TASK REQUIREMENTS:
Transcribe each item's lines verbatim, omitting the pictures from your answer.

Object outline annotations:
───
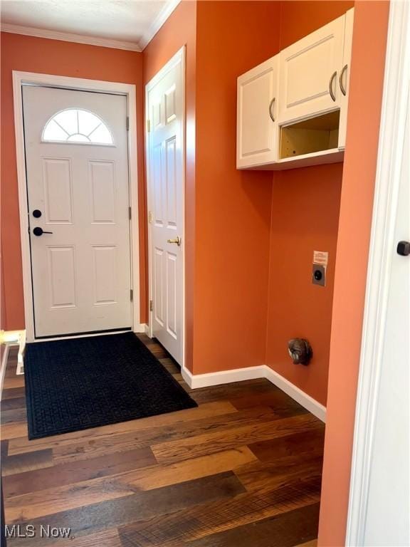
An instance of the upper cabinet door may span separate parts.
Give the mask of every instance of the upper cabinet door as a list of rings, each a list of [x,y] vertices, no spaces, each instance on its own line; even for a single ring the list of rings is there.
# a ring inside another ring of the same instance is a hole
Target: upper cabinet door
[[[352,41],[353,39],[353,18],[354,8],[346,13],[345,26],[345,46],[343,48],[343,66],[339,75],[340,95],[340,126],[339,128],[339,150],[344,150],[346,144],[347,125],[347,104],[349,102],[349,84],[350,83],[350,61],[352,59]]]
[[[280,53],[279,123],[340,106],[345,16]]]
[[[278,66],[276,56],[238,78],[238,168],[276,160]]]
───
FINISHED ANSWER:
An instance of the upper cabinet door may span separate parts.
Give the mask of every instance of the upper cabinet door as a list of rings, each a list of [x,y] vertices, no spaces, each instance on its own line; even for a single ring the list of rings is there.
# a ring inside another ring of the same instance is a hole
Target: upper cabinet door
[[[352,41],[353,39],[353,18],[354,8],[346,13],[345,26],[345,46],[343,48],[343,66],[339,75],[340,95],[340,126],[339,128],[339,150],[344,150],[346,144],[347,125],[347,104],[349,102],[349,84],[350,83],[350,61],[352,59]]]
[[[280,53],[279,123],[340,106],[345,16]]]
[[[278,66],[276,56],[238,78],[238,168],[276,160]]]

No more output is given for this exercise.